_Input:_
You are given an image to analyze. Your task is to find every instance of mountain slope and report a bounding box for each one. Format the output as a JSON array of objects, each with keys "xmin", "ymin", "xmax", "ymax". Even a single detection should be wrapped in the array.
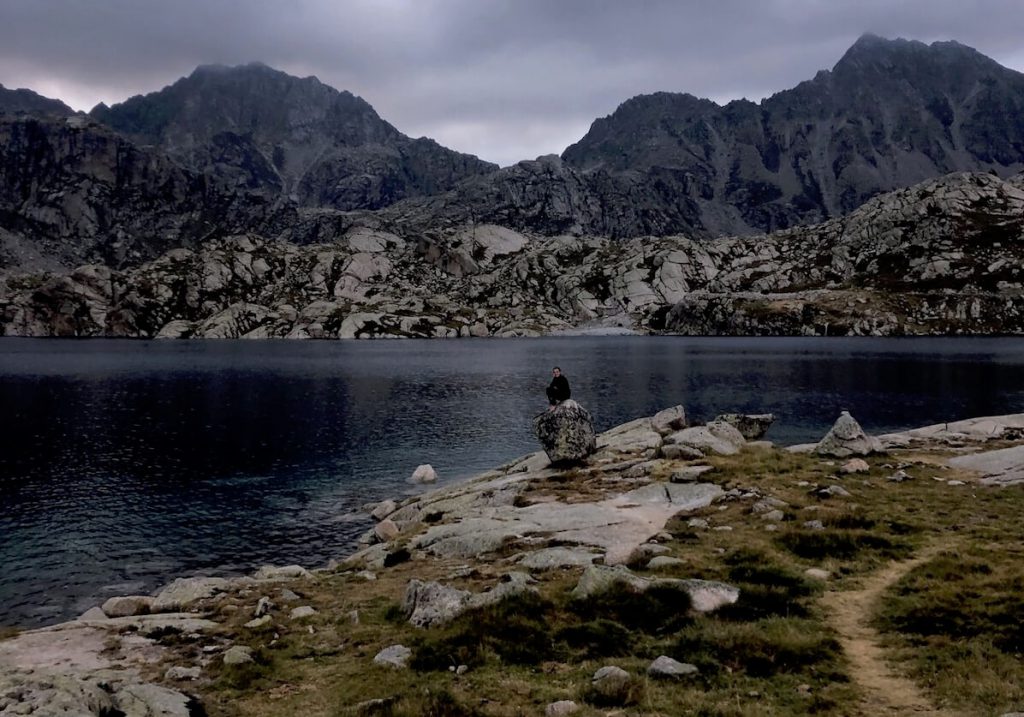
[
  {"xmin": 91, "ymin": 64, "xmax": 497, "ymax": 210},
  {"xmin": 0, "ymin": 85, "xmax": 75, "ymax": 116},
  {"xmin": 562, "ymin": 35, "xmax": 1024, "ymax": 234}
]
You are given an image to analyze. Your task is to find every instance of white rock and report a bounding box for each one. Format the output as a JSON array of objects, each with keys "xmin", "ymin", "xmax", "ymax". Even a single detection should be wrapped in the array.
[
  {"xmin": 409, "ymin": 463, "xmax": 437, "ymax": 483},
  {"xmin": 374, "ymin": 645, "xmax": 413, "ymax": 669},
  {"xmin": 647, "ymin": 655, "xmax": 699, "ymax": 679}
]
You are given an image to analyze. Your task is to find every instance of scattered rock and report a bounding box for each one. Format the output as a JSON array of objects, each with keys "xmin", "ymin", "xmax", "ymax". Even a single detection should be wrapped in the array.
[
  {"xmin": 839, "ymin": 458, "xmax": 871, "ymax": 473},
  {"xmin": 669, "ymin": 466, "xmax": 715, "ymax": 483},
  {"xmin": 289, "ymin": 605, "xmax": 316, "ymax": 620},
  {"xmin": 814, "ymin": 411, "xmax": 884, "ymax": 458},
  {"xmin": 150, "ymin": 578, "xmax": 228, "ymax": 613},
  {"xmin": 164, "ymin": 667, "xmax": 203, "ymax": 682},
  {"xmin": 370, "ymin": 499, "xmax": 398, "ymax": 520},
  {"xmin": 519, "ymin": 547, "xmax": 598, "ymax": 571},
  {"xmin": 224, "ymin": 645, "xmax": 254, "ymax": 665},
  {"xmin": 650, "ymin": 406, "xmax": 687, "ymax": 435},
  {"xmin": 534, "ymin": 398, "xmax": 597, "ymax": 463},
  {"xmin": 374, "ymin": 518, "xmax": 401, "ymax": 543},
  {"xmin": 715, "ymin": 413, "xmax": 775, "ymax": 440},
  {"xmin": 814, "ymin": 486, "xmax": 850, "ymax": 498},
  {"xmin": 253, "ymin": 565, "xmax": 313, "ymax": 580},
  {"xmin": 544, "ymin": 700, "xmax": 580, "ymax": 717},
  {"xmin": 374, "ymin": 645, "xmax": 413, "ymax": 669},
  {"xmin": 647, "ymin": 555, "xmax": 686, "ymax": 571},
  {"xmin": 409, "ymin": 463, "xmax": 437, "ymax": 484},
  {"xmin": 101, "ymin": 595, "xmax": 154, "ymax": 618},
  {"xmin": 647, "ymin": 655, "xmax": 699, "ymax": 679}
]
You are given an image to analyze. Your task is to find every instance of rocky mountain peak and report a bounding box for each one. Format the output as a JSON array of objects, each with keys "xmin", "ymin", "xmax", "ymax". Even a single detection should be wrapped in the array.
[
  {"xmin": 92, "ymin": 62, "xmax": 497, "ymax": 210},
  {"xmin": 0, "ymin": 85, "xmax": 75, "ymax": 115}
]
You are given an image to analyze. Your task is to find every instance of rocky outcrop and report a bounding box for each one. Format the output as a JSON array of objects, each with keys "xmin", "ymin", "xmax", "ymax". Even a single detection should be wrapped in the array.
[
  {"xmin": 562, "ymin": 35, "xmax": 1024, "ymax": 235},
  {"xmin": 534, "ymin": 398, "xmax": 597, "ymax": 464},
  {"xmin": 90, "ymin": 62, "xmax": 498, "ymax": 210},
  {"xmin": 0, "ymin": 169, "xmax": 1024, "ymax": 339},
  {"xmin": 814, "ymin": 411, "xmax": 884, "ymax": 458}
]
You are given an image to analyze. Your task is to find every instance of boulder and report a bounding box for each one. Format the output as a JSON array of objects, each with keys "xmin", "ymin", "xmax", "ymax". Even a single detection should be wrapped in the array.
[
  {"xmin": 647, "ymin": 655, "xmax": 698, "ymax": 680},
  {"xmin": 224, "ymin": 645, "xmax": 253, "ymax": 665},
  {"xmin": 650, "ymin": 406, "xmax": 687, "ymax": 435},
  {"xmin": 534, "ymin": 398, "xmax": 597, "ymax": 463},
  {"xmin": 715, "ymin": 413, "xmax": 775, "ymax": 440},
  {"xmin": 409, "ymin": 463, "xmax": 437, "ymax": 483},
  {"xmin": 150, "ymin": 578, "xmax": 228, "ymax": 613},
  {"xmin": 374, "ymin": 645, "xmax": 413, "ymax": 669},
  {"xmin": 814, "ymin": 411, "xmax": 884, "ymax": 458},
  {"xmin": 544, "ymin": 700, "xmax": 580, "ymax": 717},
  {"xmin": 101, "ymin": 595, "xmax": 153, "ymax": 618}
]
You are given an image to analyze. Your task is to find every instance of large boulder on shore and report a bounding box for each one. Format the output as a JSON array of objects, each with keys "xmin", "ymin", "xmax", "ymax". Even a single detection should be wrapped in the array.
[
  {"xmin": 814, "ymin": 411, "xmax": 884, "ymax": 458},
  {"xmin": 534, "ymin": 398, "xmax": 597, "ymax": 463}
]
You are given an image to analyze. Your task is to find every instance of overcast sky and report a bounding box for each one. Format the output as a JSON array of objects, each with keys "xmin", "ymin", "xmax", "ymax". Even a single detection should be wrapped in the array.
[{"xmin": 6, "ymin": 0, "xmax": 1024, "ymax": 165}]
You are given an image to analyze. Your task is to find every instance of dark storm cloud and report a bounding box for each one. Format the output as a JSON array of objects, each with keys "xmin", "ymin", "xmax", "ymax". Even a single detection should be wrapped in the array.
[{"xmin": 0, "ymin": 0, "xmax": 1024, "ymax": 164}]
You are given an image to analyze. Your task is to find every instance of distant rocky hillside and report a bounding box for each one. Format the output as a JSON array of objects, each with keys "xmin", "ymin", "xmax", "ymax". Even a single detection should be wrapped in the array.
[
  {"xmin": 0, "ymin": 173, "xmax": 1024, "ymax": 338},
  {"xmin": 0, "ymin": 36, "xmax": 1024, "ymax": 272},
  {"xmin": 0, "ymin": 85, "xmax": 75, "ymax": 116},
  {"xmin": 562, "ymin": 35, "xmax": 1024, "ymax": 235},
  {"xmin": 91, "ymin": 64, "xmax": 497, "ymax": 210},
  {"xmin": 0, "ymin": 115, "xmax": 285, "ymax": 269}
]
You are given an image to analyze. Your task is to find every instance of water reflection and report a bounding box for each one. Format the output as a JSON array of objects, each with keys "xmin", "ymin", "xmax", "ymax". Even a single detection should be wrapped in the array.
[{"xmin": 0, "ymin": 337, "xmax": 1024, "ymax": 624}]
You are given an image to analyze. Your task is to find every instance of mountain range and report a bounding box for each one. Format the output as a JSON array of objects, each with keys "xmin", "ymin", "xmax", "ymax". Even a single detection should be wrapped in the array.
[
  {"xmin": 0, "ymin": 35, "xmax": 1024, "ymax": 337},
  {"xmin": 6, "ymin": 35, "xmax": 1024, "ymax": 267}
]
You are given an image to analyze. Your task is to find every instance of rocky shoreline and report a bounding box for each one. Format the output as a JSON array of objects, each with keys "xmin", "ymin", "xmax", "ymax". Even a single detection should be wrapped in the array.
[{"xmin": 0, "ymin": 407, "xmax": 1024, "ymax": 717}]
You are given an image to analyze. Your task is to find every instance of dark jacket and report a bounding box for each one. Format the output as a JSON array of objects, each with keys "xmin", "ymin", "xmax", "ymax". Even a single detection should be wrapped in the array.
[{"xmin": 548, "ymin": 376, "xmax": 572, "ymax": 406}]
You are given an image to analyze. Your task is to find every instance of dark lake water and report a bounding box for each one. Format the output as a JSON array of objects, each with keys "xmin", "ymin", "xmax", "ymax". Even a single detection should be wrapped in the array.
[{"xmin": 0, "ymin": 337, "xmax": 1024, "ymax": 625}]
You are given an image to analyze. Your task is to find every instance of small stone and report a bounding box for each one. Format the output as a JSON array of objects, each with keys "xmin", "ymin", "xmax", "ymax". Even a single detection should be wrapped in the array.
[
  {"xmin": 647, "ymin": 655, "xmax": 699, "ymax": 679},
  {"xmin": 101, "ymin": 595, "xmax": 154, "ymax": 618},
  {"xmin": 374, "ymin": 518, "xmax": 401, "ymax": 543},
  {"xmin": 224, "ymin": 645, "xmax": 253, "ymax": 665},
  {"xmin": 669, "ymin": 466, "xmax": 715, "ymax": 483},
  {"xmin": 647, "ymin": 555, "xmax": 686, "ymax": 571},
  {"xmin": 839, "ymin": 458, "xmax": 871, "ymax": 473},
  {"xmin": 370, "ymin": 499, "xmax": 398, "ymax": 520},
  {"xmin": 409, "ymin": 463, "xmax": 437, "ymax": 484},
  {"xmin": 592, "ymin": 665, "xmax": 630, "ymax": 684},
  {"xmin": 374, "ymin": 645, "xmax": 413, "ymax": 669},
  {"xmin": 164, "ymin": 667, "xmax": 203, "ymax": 682},
  {"xmin": 544, "ymin": 700, "xmax": 580, "ymax": 717}
]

_Exercise brief:_
Pull out every line in the records above that contains the word "boulder", and copy each one unchanged.

_Answer for this exercise:_
You are given an image to analyze. Your task is to find every instance of boulder and report a bounding box for each one. Format the output as a JSON array of objects, each with keys "xmin", "ymin", "xmax", "ymax". Even a single detection should be wrapped in the array.
You are given an image to analyze. Your task is to find every instance of large boulder on shore and report a bounding box for each one. Format the output as a JSON array of objects, each with keys "xmin", "ymin", "xmax", "ymax". Even a single detection should be wrapped in the array.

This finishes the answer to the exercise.